#### Task objective:
Rewrite the lines below, substituting "moth" for each occurrence of "butterfly" and changing nothing else.
* start Supplied material *
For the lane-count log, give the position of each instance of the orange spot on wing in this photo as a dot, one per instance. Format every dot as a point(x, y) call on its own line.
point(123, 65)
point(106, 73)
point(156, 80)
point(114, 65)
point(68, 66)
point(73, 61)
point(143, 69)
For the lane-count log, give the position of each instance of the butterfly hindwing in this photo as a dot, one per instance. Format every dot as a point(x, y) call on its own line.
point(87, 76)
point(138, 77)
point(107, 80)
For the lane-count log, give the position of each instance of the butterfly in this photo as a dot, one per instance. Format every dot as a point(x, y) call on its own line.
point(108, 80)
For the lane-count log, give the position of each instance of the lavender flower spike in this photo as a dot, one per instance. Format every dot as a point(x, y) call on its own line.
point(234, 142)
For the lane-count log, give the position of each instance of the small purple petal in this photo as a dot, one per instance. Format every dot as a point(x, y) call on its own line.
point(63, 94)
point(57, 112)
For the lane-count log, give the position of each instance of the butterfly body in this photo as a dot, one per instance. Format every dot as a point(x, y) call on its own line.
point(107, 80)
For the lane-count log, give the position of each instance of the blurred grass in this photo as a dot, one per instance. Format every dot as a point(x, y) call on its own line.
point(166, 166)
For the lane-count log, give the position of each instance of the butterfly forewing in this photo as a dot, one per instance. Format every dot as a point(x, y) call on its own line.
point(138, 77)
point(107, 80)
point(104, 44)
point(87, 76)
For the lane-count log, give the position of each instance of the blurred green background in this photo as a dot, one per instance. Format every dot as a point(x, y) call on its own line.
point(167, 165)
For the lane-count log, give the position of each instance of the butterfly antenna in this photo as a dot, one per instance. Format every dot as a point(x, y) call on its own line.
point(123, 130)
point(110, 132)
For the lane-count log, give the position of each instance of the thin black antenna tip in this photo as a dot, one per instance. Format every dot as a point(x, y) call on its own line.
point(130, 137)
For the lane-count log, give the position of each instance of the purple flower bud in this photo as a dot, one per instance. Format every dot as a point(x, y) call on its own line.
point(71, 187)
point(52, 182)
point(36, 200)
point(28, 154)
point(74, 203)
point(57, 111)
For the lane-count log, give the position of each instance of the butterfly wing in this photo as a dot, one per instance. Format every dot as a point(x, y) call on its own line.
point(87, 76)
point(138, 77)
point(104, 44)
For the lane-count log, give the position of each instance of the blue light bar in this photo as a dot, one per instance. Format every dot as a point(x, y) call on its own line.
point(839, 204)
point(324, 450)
* end Supplied material *
#### Task answer:
For the lane-count log, give the position of each instance of the orange spot on wing in this photo as a dot, one per instance. Format every dot as a point(x, y) call on its own line.
point(123, 65)
point(106, 73)
point(156, 80)
point(114, 65)
point(68, 66)
point(73, 61)
point(143, 69)
For the lane-count log, give the position of each instance of the moth hindwing in this photo as a dot, one per instance. Format every dot as a point(x, y) call on its own line.
point(87, 76)
point(138, 77)
point(107, 80)
For the lane-count log, give the position of each instance of the moth in this photo as a dot, one per instance. Format every dot as a point(x, y) call on its own line.
point(108, 80)
For the lane-count log, give the position of each instance of the lavender flower spike in this photo as a dot, one per instance. Format every dot as a point(x, y) call on its own line.
point(234, 142)
For the lane-count log, give the position of each instance of the small purple petal in this photo as a dot, one per instance. Format every dot as a point(x, y) call on its own line.
point(63, 94)
point(57, 112)
For the lane-count log, give the position of each instance of the moth body in this photo as a dot, one per instance. Format every dot as a point(x, y) call on its own line.
point(107, 80)
For the lane-count log, give the position of each instance of the blurred grass in this photo as a dot, one per instance. Format every dot as a point(x, y) call on its own line.
point(166, 166)
For the lane-count log, give the position of each instance of the moth forewing in this photo as a dot, one per instance. Format every dot as a point(x, y) call on its own line.
point(138, 77)
point(107, 80)
point(104, 44)
point(87, 76)
For the lane-count log, give the position of each instance of the blurred green background in this photo as a dot, one per instance. Format every dot as a point(x, y) call on its own line.
point(167, 165)
For the lane-count log, give the position of each instance of the moth antenna in this photo as a dot, one per instance. Format every dot as a point(x, y) call on its own line.
point(123, 130)
point(110, 132)
For the lane-count log, give the position of each instance of the thin black antenna tip in this photo as a dot, one per instance. Format every dot as a point(x, y) call on its own line.
point(130, 137)
For the lane-count log, give the position of each instance of the purple flower bud in this photo as a dot, one per instance. Format every dot as a point(x, y) call on its own line.
point(71, 187)
point(52, 182)
point(36, 200)
point(28, 154)
point(74, 203)
point(57, 111)
For the lane-count log, give the position of each instance of the moth wing in this photo as a dot, one per instance. Format every dot as a point(x, y) call on its own line.
point(87, 76)
point(138, 77)
point(104, 44)
For the lane-count log, give the position of each instance of the blue light bar in this photo as a dot, one per instance. Format every dot as a point(x, y) call on its own line.
point(839, 204)
point(324, 450)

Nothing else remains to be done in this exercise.